§ **What you are asked to do**
Please write out the data below once more, exactly as it stands.

(Records contained in a dataset)
BEGIN
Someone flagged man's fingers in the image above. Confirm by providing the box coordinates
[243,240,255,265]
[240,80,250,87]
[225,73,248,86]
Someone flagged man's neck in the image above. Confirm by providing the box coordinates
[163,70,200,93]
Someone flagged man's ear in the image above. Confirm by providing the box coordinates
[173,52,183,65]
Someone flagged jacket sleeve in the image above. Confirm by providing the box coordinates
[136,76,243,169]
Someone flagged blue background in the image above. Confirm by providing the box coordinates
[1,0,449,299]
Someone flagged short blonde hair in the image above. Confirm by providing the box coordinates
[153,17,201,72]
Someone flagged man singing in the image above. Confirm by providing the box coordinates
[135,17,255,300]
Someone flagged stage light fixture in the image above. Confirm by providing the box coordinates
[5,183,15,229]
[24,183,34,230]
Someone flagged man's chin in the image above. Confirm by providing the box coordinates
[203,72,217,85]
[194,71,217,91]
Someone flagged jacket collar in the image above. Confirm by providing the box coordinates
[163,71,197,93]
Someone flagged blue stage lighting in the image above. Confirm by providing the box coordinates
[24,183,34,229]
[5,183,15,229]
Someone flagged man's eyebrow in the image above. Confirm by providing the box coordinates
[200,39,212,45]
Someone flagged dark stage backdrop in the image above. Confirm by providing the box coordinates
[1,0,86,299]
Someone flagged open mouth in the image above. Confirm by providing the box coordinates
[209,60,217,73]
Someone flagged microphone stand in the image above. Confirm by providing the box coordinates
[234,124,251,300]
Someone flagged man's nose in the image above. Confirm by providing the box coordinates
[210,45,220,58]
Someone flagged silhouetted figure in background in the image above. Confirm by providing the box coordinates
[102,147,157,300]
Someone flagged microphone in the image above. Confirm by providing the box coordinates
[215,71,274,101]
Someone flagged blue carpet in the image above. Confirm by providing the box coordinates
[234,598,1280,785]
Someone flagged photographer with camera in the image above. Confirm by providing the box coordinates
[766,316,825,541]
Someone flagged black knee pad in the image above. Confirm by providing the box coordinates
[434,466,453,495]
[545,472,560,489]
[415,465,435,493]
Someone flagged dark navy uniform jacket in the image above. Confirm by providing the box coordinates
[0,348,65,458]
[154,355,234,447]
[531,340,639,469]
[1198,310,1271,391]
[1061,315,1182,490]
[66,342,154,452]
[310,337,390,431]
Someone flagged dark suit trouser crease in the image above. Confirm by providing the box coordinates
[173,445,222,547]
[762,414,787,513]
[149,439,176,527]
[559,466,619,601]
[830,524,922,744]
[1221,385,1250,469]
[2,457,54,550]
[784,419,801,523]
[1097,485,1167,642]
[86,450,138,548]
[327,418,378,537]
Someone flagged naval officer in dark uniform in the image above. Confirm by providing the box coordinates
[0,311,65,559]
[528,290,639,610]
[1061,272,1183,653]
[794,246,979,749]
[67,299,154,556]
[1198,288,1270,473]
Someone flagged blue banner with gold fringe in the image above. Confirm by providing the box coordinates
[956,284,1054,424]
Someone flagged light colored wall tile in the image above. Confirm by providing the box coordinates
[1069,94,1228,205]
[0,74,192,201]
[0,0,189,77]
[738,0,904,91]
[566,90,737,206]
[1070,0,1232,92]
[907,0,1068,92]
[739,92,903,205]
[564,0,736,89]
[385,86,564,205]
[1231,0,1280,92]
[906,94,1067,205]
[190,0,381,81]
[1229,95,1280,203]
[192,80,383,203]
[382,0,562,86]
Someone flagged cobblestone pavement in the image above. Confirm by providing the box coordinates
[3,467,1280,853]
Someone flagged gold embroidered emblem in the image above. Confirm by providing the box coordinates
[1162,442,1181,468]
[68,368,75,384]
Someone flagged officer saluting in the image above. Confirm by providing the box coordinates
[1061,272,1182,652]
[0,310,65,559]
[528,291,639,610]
END
§ **Result**
Someone flagged man's fingers in the image above. Confirm by providing the box coordinates
[243,240,255,265]
[240,80,250,87]
[225,73,248,86]
Someone flagged man's neck in the image above. Confirm by providing the box coordinates
[163,70,200,93]
Someone flagged man's ear in the image above. Confirm by providing the box coordinates
[173,52,183,65]
Someone flagged jacket sleeve in the image above. Confirm by providing the box coordinates
[136,76,243,169]
Someone flagged blue background in the image above. Confirm by providing the box coordinates
[1,0,449,299]
Someone flagged short blonde hair in the image above. Confirm by providing the box coordinates
[153,17,201,72]
Someone flagged man singing in the image above. Confirm by providing the box coordinates
[135,17,255,300]
Someone flagged stage light fixture in the image above. Confirm by providing the box coordinates
[5,183,15,229]
[24,183,34,230]
Someone flagged man's chin in the image above. Confirm by providing the box coordinates
[203,72,217,85]
[194,71,217,91]
Someone flagged jacket collar in the image above. Confirm by providing the box coordinates
[163,71,197,93]
Someone flagged blue stage lighting in the image above. Confirm by providing the box coordinates
[24,183,34,229]
[5,183,15,229]
Someone flagged man's eyebrow in the image above. Confirm by providing the box coordinates
[200,39,212,45]
Someone flagged dark stage backdrop in the image above. Confirm by providing the box coordinates
[1,0,86,299]
Someone flagged open mouth in the image above. Confirm by providing the box coordinates
[209,60,217,73]
Someone flagged microphone stand in the image above. Confirm by providing the box coordinates
[234,124,251,300]
Someone flagged man's nose in the image above. Confirm by providing the box coordinates
[210,45,220,58]
Someone flagged silhouetted figure in background in the image above. Confirm by providing the box coordinates
[102,147,157,300]
Someone flagged microphone in the image above. Confirm by providing the box coordinates
[215,71,274,101]
Someone flagged blue carpet in the image above. Confirm by providing the box coordinates
[234,598,1280,785]
Someone flagged photographer with camera in the image above. Confirm by providing the box coordinates
[766,316,825,541]
Someone flagged black knee pad in the image above. Confirm by providing the box coordinates
[434,466,453,495]
[545,472,560,489]
[415,465,435,493]
Someone flagged dark navy uniform jacket in the image above. Confirm by providing the box coordinates
[0,348,65,458]
[154,355,234,447]
[531,340,639,469]
[1198,310,1271,391]
[1061,315,1182,490]
[66,342,154,452]
[310,337,390,431]
Someone flagged dark suit trouser crease in the image above. Confirm by providing the box coordinates
[173,445,222,547]
[762,414,787,513]
[149,439,176,527]
[559,466,619,601]
[830,524,922,744]
[1221,385,1250,469]
[2,457,54,550]
[784,419,801,523]
[1097,485,1167,642]
[86,450,138,548]
[327,418,378,537]
Someone flagged naval officer in dark uniform in the image above. Confirm by providing the box coordinates
[0,311,65,559]
[528,290,639,610]
[1061,272,1183,653]
[794,246,979,749]
[67,299,154,556]
[1198,288,1270,473]
Someone flagged blue banner with gold fringe in the image above. Confirm by providing the box coordinates
[956,284,1054,424]
Someone flagged light colored wall tile in the image above. Confirm by providing the box coordinates
[1069,94,1228,205]
[0,74,192,201]
[0,0,189,77]
[738,0,904,91]
[566,90,737,206]
[1070,0,1232,92]
[907,0,1068,92]
[739,92,903,205]
[564,0,736,89]
[385,86,564,205]
[1231,0,1280,92]
[906,94,1067,205]
[190,0,381,81]
[1229,95,1280,203]
[192,80,383,203]
[382,0,562,86]
Someone flagged cobblestone pavement in the image above. Confirm by providing the box coordinates
[3,467,1280,853]
Someone flagged gold embroidered emblem in the image above. Confirm by providing the box coordinates
[1162,442,1181,468]
[68,368,75,384]
Someone flagged officer saluting in the image above. Confirm by providing the box coordinates
[1061,272,1182,652]
[0,310,65,559]
[528,291,639,610]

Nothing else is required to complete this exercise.